§ TASK DESCRIPTION: Starting at the beginning of the material and ending at the line that contains "[225,137,456,192]", write it out again with "function" substituted for "endpoint" and nothing else changed. Leave the pictures out of your answer.

§ PROVIDED RECORDS:
+-------+

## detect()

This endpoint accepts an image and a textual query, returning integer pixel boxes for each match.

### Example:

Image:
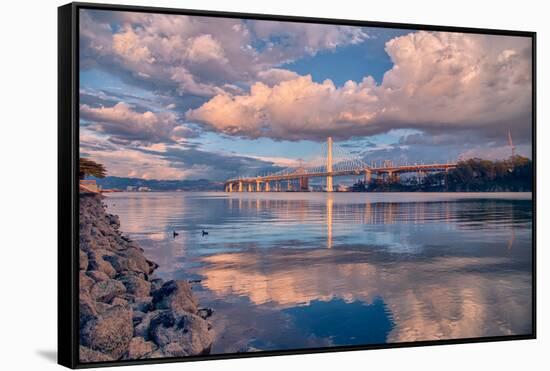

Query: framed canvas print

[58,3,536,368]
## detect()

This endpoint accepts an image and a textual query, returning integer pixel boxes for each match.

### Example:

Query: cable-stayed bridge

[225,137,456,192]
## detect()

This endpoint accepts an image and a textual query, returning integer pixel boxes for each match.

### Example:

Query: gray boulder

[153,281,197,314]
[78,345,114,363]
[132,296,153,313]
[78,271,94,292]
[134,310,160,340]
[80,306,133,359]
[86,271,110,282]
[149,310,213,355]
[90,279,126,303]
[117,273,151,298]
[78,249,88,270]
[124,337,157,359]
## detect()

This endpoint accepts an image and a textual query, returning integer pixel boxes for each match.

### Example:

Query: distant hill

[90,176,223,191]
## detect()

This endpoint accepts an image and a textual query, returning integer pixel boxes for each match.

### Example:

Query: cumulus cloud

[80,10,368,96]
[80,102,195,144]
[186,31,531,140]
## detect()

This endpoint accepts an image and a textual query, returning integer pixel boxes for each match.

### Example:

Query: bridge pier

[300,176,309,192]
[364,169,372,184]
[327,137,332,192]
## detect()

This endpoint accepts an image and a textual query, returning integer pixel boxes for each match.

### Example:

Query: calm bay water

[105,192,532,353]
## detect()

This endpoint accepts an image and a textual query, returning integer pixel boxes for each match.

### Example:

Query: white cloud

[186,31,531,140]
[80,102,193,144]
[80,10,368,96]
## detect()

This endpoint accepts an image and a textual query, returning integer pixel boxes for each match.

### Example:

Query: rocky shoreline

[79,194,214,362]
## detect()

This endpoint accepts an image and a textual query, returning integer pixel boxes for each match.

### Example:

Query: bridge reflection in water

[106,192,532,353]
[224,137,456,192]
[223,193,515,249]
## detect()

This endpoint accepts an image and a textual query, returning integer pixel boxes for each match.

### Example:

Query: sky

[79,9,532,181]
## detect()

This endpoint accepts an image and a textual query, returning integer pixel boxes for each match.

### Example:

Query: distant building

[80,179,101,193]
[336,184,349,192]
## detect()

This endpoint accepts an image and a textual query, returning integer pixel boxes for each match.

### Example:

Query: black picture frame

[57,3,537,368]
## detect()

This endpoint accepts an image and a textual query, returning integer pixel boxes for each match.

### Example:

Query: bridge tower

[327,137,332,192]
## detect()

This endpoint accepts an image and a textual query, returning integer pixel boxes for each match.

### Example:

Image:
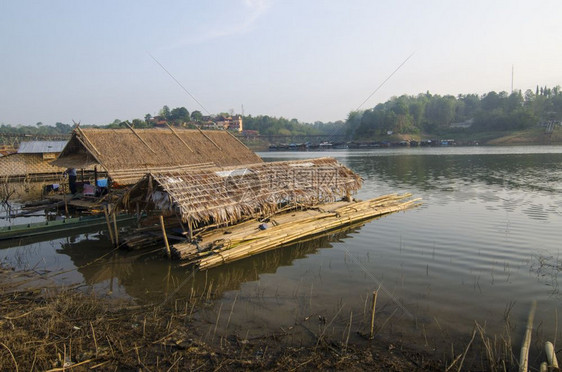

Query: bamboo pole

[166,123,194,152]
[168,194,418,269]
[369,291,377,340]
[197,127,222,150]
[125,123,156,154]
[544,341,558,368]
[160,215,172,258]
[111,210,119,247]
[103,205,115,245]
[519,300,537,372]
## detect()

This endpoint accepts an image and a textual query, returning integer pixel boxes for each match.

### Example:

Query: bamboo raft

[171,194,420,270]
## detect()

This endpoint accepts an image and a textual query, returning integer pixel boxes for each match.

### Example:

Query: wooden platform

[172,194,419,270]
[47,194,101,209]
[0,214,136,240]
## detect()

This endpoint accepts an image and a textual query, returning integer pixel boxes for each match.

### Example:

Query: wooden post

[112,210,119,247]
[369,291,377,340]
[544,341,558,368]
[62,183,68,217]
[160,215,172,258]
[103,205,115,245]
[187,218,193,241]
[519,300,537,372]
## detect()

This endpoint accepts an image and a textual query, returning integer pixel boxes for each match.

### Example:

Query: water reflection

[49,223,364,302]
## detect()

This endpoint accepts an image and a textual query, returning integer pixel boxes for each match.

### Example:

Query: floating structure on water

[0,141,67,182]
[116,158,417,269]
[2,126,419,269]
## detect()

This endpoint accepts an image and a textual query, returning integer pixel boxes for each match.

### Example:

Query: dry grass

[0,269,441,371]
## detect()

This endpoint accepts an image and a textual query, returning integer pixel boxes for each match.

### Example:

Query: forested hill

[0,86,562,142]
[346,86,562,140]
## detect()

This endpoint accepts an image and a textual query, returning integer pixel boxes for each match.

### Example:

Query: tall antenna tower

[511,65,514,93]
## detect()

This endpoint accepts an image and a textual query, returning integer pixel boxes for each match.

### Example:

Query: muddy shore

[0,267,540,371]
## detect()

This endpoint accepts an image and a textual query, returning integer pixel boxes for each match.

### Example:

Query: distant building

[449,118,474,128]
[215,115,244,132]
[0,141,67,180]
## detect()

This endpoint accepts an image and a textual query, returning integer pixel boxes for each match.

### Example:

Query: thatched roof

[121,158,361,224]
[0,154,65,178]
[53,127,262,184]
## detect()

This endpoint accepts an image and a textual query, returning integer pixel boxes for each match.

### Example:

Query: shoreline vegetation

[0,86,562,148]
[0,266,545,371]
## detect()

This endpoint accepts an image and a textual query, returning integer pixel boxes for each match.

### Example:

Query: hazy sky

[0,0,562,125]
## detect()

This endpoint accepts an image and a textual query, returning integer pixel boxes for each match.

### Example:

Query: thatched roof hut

+-------+

§ COMPLETED TASK:
## detect()

This function accepts an image and a textual query, returning integer pixel boxes for each match.

### Example:

Image:

Query: framed canvas print

[58,3,536,368]
## detect()

This function accepts an image and a textual query, returning integer pixel boxes for each match.

### Example:

Query: cable-stayed bridge

[225,137,456,192]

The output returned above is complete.